DESCRIPTION OF THE TASK. Give back the listing in full and exactly, leaving out the images.

_ _ _ _

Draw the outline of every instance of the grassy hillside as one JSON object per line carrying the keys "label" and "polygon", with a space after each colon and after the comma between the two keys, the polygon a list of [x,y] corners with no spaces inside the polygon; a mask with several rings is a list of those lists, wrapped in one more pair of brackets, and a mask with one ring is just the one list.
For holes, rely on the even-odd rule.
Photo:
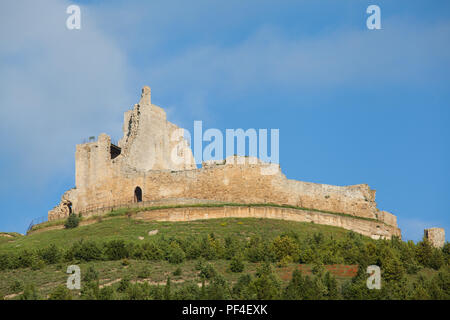
{"label": "grassy hillside", "polygon": [[[158,230],[158,234],[149,236],[148,232],[151,230]],[[321,232],[326,236],[333,235],[339,239],[350,231],[313,223],[273,219],[228,218],[187,222],[146,222],[120,216],[103,219],[99,223],[74,229],[49,230],[28,236],[8,238],[0,242],[0,253],[12,252],[17,249],[38,249],[51,243],[67,247],[80,239],[140,242],[139,237],[144,237],[144,239],[150,237],[185,238],[187,236],[207,235],[209,233],[215,233],[222,238],[233,236],[238,239],[245,239],[254,235],[261,235],[272,239],[276,235],[285,232],[294,232],[301,239],[305,239],[317,232]]]}
{"label": "grassy hillside", "polygon": [[[120,215],[0,234],[0,299],[448,299],[448,257],[448,246],[375,241],[314,223]],[[65,288],[73,264],[81,291]],[[369,264],[383,269],[379,292],[365,288]]]}

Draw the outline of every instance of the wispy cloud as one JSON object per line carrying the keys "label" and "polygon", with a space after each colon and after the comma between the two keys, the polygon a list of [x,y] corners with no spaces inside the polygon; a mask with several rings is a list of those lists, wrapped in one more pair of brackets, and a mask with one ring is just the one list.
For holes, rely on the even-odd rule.
{"label": "wispy cloud", "polygon": [[72,168],[74,145],[119,131],[130,104],[125,55],[95,20],[84,19],[88,8],[81,30],[68,30],[69,4],[1,4],[0,133],[15,163],[14,171],[1,169],[8,187],[20,180],[32,189]]}
{"label": "wispy cloud", "polygon": [[411,22],[395,21],[376,32],[338,30],[313,38],[287,37],[265,26],[237,44],[188,48],[150,64],[147,71],[172,91],[218,95],[261,88],[420,85],[446,77],[450,23],[411,27]]}

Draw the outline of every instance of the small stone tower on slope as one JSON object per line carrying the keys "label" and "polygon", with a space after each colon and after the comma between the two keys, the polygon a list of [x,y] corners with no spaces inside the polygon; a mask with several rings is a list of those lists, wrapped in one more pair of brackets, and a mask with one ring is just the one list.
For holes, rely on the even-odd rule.
{"label": "small stone tower on slope", "polygon": [[436,248],[442,248],[445,244],[444,228],[430,228],[424,231],[425,238]]}

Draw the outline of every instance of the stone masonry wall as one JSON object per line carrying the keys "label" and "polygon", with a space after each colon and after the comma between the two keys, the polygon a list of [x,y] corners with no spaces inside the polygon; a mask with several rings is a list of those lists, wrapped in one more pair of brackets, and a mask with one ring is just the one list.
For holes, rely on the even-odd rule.
{"label": "stone masonry wall", "polygon": [[[367,185],[339,187],[287,179],[280,171],[262,175],[264,164],[228,164],[184,171],[124,171],[120,165],[99,170],[101,179],[80,188],[75,212],[87,206],[133,201],[136,187],[143,201],[188,198],[234,203],[275,203],[377,218],[375,192]],[[78,189],[78,188],[77,188]],[[386,223],[395,223],[387,220]],[[395,223],[396,225],[396,223]]]}
{"label": "stone masonry wall", "polygon": [[366,221],[352,217],[326,214],[279,207],[213,207],[213,208],[175,208],[143,211],[135,219],[146,221],[192,221],[213,218],[267,218],[297,222],[314,222],[336,226],[363,234],[373,239],[400,237],[400,229],[377,221]]}

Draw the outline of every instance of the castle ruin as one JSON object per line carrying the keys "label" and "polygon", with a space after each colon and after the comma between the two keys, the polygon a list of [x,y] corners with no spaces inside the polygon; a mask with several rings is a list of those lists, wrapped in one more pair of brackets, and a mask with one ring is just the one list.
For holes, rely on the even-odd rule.
{"label": "castle ruin", "polygon": [[424,236],[435,248],[442,248],[445,244],[445,230],[443,228],[425,229]]}
{"label": "castle ruin", "polygon": [[[64,193],[48,220],[72,212],[89,216],[120,207],[175,204],[186,207],[148,211],[141,218],[277,218],[334,225],[375,239],[401,237],[396,216],[377,208],[375,190],[368,185],[291,180],[278,165],[273,174],[265,174],[273,164],[251,160],[232,156],[197,168],[183,130],[167,121],[165,111],[151,103],[150,88],[144,87],[139,103],[124,114],[117,145],[100,134],[97,141],[76,146],[75,188]],[[241,206],[189,208],[203,203]]]}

_ _ _ _

FINISHED EXERCISE.
Draw the outline of every instance of the grassy hillside as one JSON object per line carrying the keys "label" and "polygon", with a space after each colon and after the comma between the two keys, the polygon a list of [x,y] corners with no spaces inside the polygon; a mask with several rings is a list of those lists, wrapped in one more pair of brackets, and a mask with one ring is just the one list.
For holes, rely on the even-odd rule.
Photo:
{"label": "grassy hillside", "polygon": [[[158,230],[158,234],[149,236],[148,232],[151,230]],[[321,232],[326,236],[333,235],[339,239],[350,231],[313,223],[273,219],[228,218],[187,222],[146,222],[120,216],[103,219],[99,223],[74,229],[49,230],[28,236],[8,238],[0,242],[0,253],[12,252],[17,249],[38,249],[51,243],[67,247],[80,239],[140,242],[139,237],[144,237],[144,239],[150,237],[185,238],[187,236],[207,235],[209,233],[215,233],[222,238],[233,236],[238,239],[245,239],[254,235],[261,235],[272,239],[276,235],[285,232],[294,232],[301,239],[305,239],[317,232]]]}
{"label": "grassy hillside", "polygon": [[[120,215],[0,234],[0,299],[448,299],[448,257],[448,246],[375,241],[314,223]],[[65,288],[73,264],[81,291]],[[369,264],[383,269],[379,292],[365,288]]]}

Draw the outline of every instance of the wispy cloud as one JSON object per line carrying the keys "label" and "polygon", with a space after each colon and after the comma between the two keys, the polygon a list of [x,y] corners with no spaces inside the polygon; a mask with several rings is a list of those lists, wrapped in one more pair of brackets, and a mask with one ring is just the one list.
For holes, rely on the even-odd rule.
{"label": "wispy cloud", "polygon": [[72,168],[74,145],[119,131],[130,104],[125,55],[95,20],[84,19],[88,8],[81,30],[68,30],[69,4],[1,4],[0,133],[15,163],[14,171],[1,169],[8,187],[20,180],[32,189]]}
{"label": "wispy cloud", "polygon": [[411,22],[395,21],[376,32],[338,30],[313,38],[287,37],[265,26],[237,44],[188,48],[150,64],[147,71],[172,91],[218,95],[261,88],[420,85],[446,77],[450,23],[411,27]]}

Draw the outline of every instance of the small stone tower on slope as one JSON object per line carrying the keys "label" and "polygon", with a space after each colon and after the comma between the two keys, the polygon a list of [x,y] corners with no spaces inside the polygon; a mask with several rings is a list of those lists, wrapped in one more pair of brackets, and a mask with one ring is just the one list.
For holes, rely on the even-odd rule.
{"label": "small stone tower on slope", "polygon": [[436,248],[442,248],[445,244],[444,228],[430,228],[424,231],[425,238]]}

Draw the outline of every instance of the stone masonry wall as one JSON object per line carrying the keys "label" and "polygon", with a space after each colon and after the comma between the two keys, the polygon a list of [x,y] corners with no spaces inside the polygon; a mask with several rings is a list of those lists, wrapped in one more pair of brackets, and a mask with one ring is just the one list.
For holes, rely on the even-odd rule.
{"label": "stone masonry wall", "polygon": [[[367,185],[339,187],[287,179],[280,171],[262,175],[264,164],[228,164],[184,171],[124,171],[120,165],[99,170],[101,179],[80,188],[75,212],[87,206],[133,201],[136,187],[143,201],[188,198],[234,203],[275,203],[377,218],[375,192]],[[78,189],[78,188],[77,188]],[[386,223],[395,223],[387,220]],[[395,223],[396,225],[396,223]]]}
{"label": "stone masonry wall", "polygon": [[366,221],[352,217],[326,214],[279,207],[213,207],[213,208],[175,208],[143,211],[135,219],[146,221],[192,221],[213,218],[267,218],[297,222],[314,222],[336,226],[363,234],[373,239],[400,237],[400,229],[377,221]]}

Draw the outline of every instance of the castle ruin as one JSON object per line carrying the keys "label" and "polygon", with a space after each colon and after the comma between the two keys, the polygon a list of [x,y] corners with no spaces inside the polygon; a mask with several rings is a list of those lists, wrapped in one more pair of brackets, and a mask with one ring is just the one list.
For holes, rely on the even-odd rule.
{"label": "castle ruin", "polygon": [[424,236],[435,248],[442,248],[445,244],[445,230],[443,228],[425,229]]}
{"label": "castle ruin", "polygon": [[[64,193],[48,220],[72,212],[89,216],[120,207],[175,204],[186,207],[148,211],[141,218],[277,218],[334,225],[375,239],[401,237],[396,216],[377,208],[375,190],[368,185],[291,180],[278,165],[273,174],[265,174],[273,164],[251,160],[232,156],[197,168],[183,130],[167,121],[165,111],[151,103],[150,88],[144,87],[139,103],[124,114],[117,145],[100,134],[97,141],[76,146],[75,188]],[[241,206],[189,208],[203,203]]]}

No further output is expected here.